* [DESCRIPTION OF THE TASK]:
Reproduce every one of the rows below verbatim.
___
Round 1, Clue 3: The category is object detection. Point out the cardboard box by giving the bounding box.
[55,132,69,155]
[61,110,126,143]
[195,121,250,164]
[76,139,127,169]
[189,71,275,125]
___
* [SOLUTION TO THE EXERCISE]:
Round 1, Clue 3: The category is object detection. Point out the cardboard box by giving the bounding box.
[55,132,69,155]
[61,110,126,143]
[195,121,250,164]
[76,139,127,169]
[189,71,275,125]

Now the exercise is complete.